▸ What to produce
Tally the lines in the material below that contain the string "laptop", treating uppercase and lowercase as different. Reply with the number alone.

(Bounding box annotation entries)

+-------+

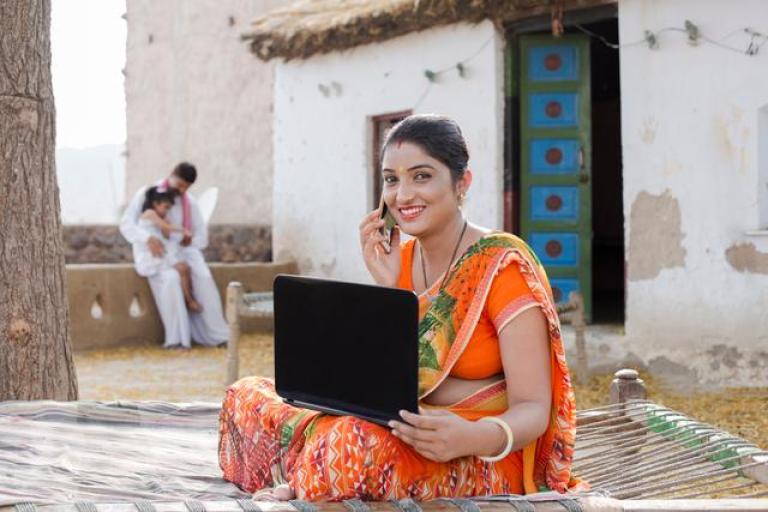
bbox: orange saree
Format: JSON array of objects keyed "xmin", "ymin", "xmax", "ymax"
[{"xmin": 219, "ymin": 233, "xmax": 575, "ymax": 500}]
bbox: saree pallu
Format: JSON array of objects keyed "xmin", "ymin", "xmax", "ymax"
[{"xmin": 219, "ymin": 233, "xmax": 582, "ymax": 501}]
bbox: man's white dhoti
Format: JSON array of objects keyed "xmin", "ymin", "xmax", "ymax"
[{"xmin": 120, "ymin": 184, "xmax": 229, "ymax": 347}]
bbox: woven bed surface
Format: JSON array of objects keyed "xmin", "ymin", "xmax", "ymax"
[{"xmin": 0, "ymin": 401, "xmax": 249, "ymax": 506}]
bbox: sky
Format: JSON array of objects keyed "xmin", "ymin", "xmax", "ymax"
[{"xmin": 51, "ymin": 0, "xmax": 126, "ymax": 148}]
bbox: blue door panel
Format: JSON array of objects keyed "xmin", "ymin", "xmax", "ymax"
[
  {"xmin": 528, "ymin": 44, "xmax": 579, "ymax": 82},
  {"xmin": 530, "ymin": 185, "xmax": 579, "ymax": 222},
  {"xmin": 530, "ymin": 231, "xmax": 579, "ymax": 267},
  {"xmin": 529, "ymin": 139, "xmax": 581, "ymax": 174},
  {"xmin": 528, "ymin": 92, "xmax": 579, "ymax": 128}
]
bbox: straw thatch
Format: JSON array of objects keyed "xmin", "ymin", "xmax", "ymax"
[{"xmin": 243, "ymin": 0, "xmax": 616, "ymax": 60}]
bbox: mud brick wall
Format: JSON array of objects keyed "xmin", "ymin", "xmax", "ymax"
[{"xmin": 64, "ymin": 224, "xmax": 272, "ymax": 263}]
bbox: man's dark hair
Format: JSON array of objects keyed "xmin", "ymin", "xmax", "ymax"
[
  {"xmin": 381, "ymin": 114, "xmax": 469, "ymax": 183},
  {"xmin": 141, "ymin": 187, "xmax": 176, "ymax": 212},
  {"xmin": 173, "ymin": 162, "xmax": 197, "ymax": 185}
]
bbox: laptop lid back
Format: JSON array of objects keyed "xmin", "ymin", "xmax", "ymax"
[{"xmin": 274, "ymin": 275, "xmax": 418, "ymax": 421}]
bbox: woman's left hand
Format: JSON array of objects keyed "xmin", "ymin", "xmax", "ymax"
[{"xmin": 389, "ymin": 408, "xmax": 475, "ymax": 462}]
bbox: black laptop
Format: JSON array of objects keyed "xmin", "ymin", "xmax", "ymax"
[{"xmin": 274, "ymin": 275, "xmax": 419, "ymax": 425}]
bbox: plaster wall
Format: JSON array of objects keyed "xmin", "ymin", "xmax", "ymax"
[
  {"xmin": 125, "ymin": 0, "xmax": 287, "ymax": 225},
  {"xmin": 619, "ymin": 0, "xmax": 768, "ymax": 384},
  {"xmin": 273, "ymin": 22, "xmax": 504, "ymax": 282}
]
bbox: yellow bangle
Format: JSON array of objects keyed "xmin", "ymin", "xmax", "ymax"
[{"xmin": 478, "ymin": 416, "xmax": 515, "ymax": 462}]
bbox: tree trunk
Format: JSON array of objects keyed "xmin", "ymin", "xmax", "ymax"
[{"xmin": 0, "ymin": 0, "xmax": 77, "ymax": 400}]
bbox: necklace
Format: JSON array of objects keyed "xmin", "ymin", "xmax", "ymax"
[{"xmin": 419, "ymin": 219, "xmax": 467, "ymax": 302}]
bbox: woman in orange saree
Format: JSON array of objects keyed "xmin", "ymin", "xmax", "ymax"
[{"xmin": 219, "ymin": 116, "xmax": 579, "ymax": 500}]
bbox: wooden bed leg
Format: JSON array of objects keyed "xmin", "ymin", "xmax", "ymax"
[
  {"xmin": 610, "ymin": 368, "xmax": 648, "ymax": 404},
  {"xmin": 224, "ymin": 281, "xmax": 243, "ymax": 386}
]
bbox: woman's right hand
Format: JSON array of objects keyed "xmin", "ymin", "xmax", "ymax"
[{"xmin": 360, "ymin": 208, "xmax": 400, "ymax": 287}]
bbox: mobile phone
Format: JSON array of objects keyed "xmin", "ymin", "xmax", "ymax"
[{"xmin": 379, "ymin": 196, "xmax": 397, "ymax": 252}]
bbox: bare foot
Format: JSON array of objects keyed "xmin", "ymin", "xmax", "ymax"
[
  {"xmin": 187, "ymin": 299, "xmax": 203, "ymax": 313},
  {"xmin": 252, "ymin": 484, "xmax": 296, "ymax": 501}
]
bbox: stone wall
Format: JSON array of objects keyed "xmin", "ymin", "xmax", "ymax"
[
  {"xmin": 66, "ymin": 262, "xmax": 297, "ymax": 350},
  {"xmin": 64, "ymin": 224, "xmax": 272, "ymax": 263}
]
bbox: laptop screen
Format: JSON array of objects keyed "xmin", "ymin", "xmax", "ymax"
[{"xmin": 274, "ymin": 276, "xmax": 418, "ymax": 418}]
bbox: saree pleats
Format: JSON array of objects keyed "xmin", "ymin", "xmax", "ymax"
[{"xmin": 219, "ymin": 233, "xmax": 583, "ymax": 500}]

+-------+

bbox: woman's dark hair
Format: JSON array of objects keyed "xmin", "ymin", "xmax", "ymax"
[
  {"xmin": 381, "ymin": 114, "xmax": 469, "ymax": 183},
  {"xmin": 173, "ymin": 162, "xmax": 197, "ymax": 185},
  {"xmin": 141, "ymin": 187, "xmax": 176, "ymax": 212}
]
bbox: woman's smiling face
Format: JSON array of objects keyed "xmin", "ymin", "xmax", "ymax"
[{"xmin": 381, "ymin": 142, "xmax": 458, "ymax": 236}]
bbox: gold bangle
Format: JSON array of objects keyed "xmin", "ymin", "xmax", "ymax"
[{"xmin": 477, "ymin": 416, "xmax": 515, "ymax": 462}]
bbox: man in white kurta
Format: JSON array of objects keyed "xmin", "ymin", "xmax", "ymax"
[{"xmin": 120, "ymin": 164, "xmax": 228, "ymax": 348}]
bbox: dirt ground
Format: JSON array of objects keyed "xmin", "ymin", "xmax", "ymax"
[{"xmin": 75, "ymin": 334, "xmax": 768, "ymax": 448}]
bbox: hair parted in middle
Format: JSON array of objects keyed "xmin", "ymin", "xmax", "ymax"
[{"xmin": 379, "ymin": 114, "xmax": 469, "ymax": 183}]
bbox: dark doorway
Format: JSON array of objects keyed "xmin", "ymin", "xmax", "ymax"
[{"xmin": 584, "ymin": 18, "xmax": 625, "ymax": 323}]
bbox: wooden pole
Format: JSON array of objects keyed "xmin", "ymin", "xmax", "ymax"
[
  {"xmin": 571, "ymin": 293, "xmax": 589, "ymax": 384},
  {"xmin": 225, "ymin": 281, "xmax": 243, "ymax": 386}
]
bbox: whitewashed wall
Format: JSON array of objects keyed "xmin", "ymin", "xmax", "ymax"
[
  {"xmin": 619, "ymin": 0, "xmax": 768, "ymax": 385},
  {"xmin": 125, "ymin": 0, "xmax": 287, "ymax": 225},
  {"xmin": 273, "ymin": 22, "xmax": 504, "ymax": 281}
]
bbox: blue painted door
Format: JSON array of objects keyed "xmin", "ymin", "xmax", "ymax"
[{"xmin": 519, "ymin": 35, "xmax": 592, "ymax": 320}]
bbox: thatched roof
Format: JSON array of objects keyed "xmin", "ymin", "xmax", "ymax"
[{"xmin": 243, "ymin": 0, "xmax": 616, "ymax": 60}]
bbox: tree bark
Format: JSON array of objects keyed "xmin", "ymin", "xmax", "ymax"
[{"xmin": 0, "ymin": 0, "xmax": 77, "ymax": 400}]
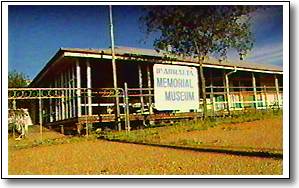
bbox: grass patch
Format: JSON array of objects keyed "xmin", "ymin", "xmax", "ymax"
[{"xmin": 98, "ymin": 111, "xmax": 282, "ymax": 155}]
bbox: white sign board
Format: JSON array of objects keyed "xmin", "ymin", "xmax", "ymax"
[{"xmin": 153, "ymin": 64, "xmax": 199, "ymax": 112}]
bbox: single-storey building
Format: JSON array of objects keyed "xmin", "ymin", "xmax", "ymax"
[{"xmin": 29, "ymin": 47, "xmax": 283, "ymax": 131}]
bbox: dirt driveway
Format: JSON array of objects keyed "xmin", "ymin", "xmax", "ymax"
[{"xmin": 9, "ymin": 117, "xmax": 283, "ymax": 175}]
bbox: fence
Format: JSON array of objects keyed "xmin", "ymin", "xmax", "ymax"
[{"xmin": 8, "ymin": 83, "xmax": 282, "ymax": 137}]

+-------+

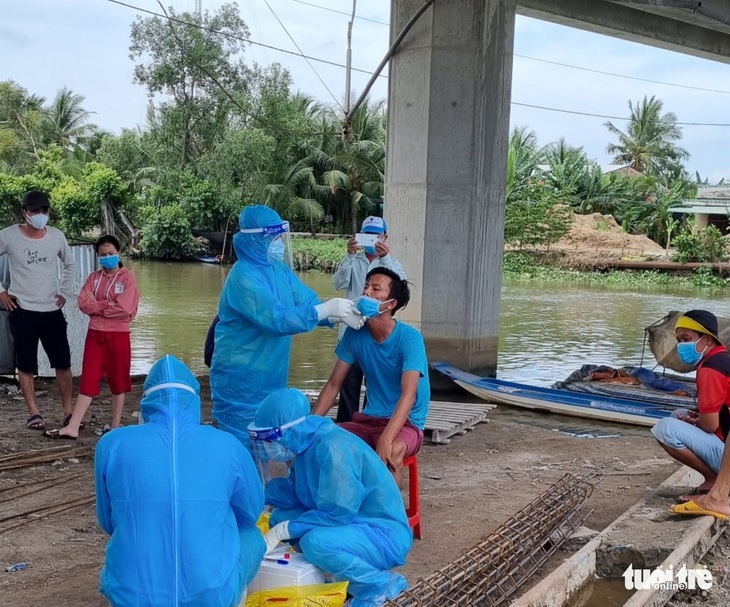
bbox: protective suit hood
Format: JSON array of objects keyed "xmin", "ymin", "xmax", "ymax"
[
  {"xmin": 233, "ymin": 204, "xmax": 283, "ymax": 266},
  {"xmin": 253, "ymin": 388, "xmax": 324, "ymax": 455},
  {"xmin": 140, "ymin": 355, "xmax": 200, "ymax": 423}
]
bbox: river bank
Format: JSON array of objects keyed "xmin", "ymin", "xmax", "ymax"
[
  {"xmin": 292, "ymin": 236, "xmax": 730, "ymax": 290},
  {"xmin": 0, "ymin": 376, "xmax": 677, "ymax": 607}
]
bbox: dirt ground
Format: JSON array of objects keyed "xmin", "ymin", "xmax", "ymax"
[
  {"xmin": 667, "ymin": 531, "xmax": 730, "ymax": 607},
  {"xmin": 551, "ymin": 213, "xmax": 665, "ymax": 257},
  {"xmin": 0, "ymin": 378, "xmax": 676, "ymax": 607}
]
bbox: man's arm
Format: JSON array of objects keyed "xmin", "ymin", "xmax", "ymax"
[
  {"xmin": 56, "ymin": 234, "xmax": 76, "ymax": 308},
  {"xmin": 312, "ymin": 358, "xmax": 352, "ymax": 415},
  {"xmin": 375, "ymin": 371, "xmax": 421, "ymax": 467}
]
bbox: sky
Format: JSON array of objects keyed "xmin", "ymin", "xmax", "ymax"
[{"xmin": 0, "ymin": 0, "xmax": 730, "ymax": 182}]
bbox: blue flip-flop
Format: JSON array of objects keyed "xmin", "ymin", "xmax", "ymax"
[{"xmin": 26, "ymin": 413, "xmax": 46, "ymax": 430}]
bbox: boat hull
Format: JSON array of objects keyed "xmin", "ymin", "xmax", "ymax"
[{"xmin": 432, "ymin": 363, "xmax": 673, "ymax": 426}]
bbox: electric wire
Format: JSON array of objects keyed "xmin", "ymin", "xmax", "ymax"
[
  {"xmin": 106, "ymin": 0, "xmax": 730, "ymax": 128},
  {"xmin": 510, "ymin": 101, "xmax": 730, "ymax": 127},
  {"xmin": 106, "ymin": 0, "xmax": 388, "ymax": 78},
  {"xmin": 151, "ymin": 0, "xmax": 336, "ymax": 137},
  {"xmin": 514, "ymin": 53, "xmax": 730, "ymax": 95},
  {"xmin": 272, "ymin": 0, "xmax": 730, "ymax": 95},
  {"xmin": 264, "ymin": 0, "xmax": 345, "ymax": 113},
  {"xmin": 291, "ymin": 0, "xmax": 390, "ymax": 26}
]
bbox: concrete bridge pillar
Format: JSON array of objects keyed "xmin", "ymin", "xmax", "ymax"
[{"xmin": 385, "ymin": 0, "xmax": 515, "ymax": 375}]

+-------+

▸ Written response
3